## List of tasks
A. In the Scratch cloning lesson, revise everything from "Learning Goals 3" down to "delete this clone.", replacing "random speed" with "random velocity".
B. Name every cloning idea that the Scratch cloning lesson says appears in the Cluster D capstone.

## Document extract
----

Learning Goals 3 min
By the end of this lesson you will be able to:
- Build a spawner that uses create clone of (myself v) on a timer to make new stars appear at random x positions along the top of the Stage.
- Write a per-clone fall script under when I start as a clone that gives each star its own random speed and fades it as it falls using change [ghost v] effect by ().
- Use a (count) variable as a population cap — only spawn when fewer than 50 clones exist, and decrement on delete this clone.
Warm-Up — predict the snowstorm 7 min
Aisyah is trying to make a "snow" effect using one Snowflake sprite and clones. She writes this on the original sprite:
when flag clicked
forever
create clone of (myself v)
end
And under when I start as a clone, each snowflake does nothing — no movement, no hide, nothing. She clicks the flag. Predict — what happens?
Reveal the answer
The forever loop fires thousands of times a second. Within a second or two, Scratch hits its 300-clone limit and silently refuses to spawn any more. The Stage shows a giant pile of motionless snowflakes stacked on top of the original sprite. The project runs at 4 frames per second because Scratch is exhausted. Aisyah's missing three things — a wait to slow the spawner down, a fall script so clones actually move, and a delete this clone so old clones go away. Today we build all three, plus a count cap so we never even reach Scratch's 300 limit.
This whole lesson is the Cluster D capstone — every cloning idea you've met (spawn-on-timer, when-I-start-as-a-clone, per-clone variables, delete this clone, counting clones) shows up in one beautiful effect.
New Concept — the spawn / live / die pattern 15 min
Every clone effect in Scratch — bullets, raindrops, sparks, enemies, falling stars — follows the same three-part pattern. Once you can name the three parts, you can build any of them.
Part 1 — the spawner (original sprite)
The original sprite (the one you drag onto the Stage) doesn't fall. Its job is to hide itself, then run a forever loop that waits a moment and then calls create clone of (myself v). The wait sets the spawn rate.
when flag clicked
hide
set [count v] to (0)
forever
wait (0.3) seconds
if <(count) < (50)> then
create clone of (myself v)
end
end
Part 2 — the per-clone life script
Under when I start as a clone, each new clone runs its own copy of a script. This is where it picks its random x, its random speed, shows itself, and falls.
Two things to notice about per-clone scripts:
- Every clone has its own copy of every variable if you make those variables "For this sprite only". So
fallas a sprite-only variable means each star can have a different speed. - The change [count v] by (1) at the very top is what keeps the cap honest — it tells the spawner "I exist, count me".

----

Shape annotation entries

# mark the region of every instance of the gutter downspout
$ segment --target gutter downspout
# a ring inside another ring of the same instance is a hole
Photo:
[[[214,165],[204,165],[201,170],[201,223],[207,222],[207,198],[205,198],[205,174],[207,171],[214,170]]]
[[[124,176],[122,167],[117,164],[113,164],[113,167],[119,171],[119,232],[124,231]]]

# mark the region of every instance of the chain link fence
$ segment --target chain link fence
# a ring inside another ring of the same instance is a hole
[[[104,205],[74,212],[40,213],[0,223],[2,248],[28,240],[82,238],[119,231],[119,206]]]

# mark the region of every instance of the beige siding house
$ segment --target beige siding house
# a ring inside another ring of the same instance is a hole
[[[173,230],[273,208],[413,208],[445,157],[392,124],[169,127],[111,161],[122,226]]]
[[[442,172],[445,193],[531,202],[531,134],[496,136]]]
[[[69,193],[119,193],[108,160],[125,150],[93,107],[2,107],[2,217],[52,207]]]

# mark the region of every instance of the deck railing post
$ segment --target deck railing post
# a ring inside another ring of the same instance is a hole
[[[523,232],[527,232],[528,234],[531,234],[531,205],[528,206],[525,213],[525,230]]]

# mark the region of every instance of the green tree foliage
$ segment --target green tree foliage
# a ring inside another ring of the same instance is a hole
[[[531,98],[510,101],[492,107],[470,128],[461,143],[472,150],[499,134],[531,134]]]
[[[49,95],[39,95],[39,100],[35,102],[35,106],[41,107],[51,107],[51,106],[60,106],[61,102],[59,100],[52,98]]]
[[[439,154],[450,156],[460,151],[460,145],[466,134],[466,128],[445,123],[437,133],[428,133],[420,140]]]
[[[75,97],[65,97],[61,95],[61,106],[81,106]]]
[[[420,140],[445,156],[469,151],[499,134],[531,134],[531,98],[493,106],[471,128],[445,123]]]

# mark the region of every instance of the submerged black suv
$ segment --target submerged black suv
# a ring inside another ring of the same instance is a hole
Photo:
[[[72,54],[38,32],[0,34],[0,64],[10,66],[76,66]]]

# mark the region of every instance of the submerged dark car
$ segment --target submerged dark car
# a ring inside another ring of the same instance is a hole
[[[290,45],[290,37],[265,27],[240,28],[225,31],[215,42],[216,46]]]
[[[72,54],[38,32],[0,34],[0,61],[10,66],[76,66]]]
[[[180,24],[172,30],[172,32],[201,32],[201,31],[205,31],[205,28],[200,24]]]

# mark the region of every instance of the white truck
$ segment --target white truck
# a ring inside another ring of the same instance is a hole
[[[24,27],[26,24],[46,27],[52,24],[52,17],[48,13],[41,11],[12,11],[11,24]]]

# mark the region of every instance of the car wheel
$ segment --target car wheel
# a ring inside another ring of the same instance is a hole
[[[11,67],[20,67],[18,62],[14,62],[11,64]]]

----

## Responses to the tasks
A.
Learning Goals 3 min
By the end of this lesson you will be able to:
- Build a spawner that uses create clone of (myself v) on a timer to make new stars appear at random x positions along the top of the Stage.
- Write a per-clone fall script under when I start as a clone that gives each star its own random velocity and fades it as it falls using change [ghost v] effect by ().
- Use a (count) variable as a population cap — only spawn when fewer than 50 clones exist, and decrement on delete this clone.

B.
spawn-on-timer
when-I-start-as-a-clone
per-clone variables
delete this clone
counting clones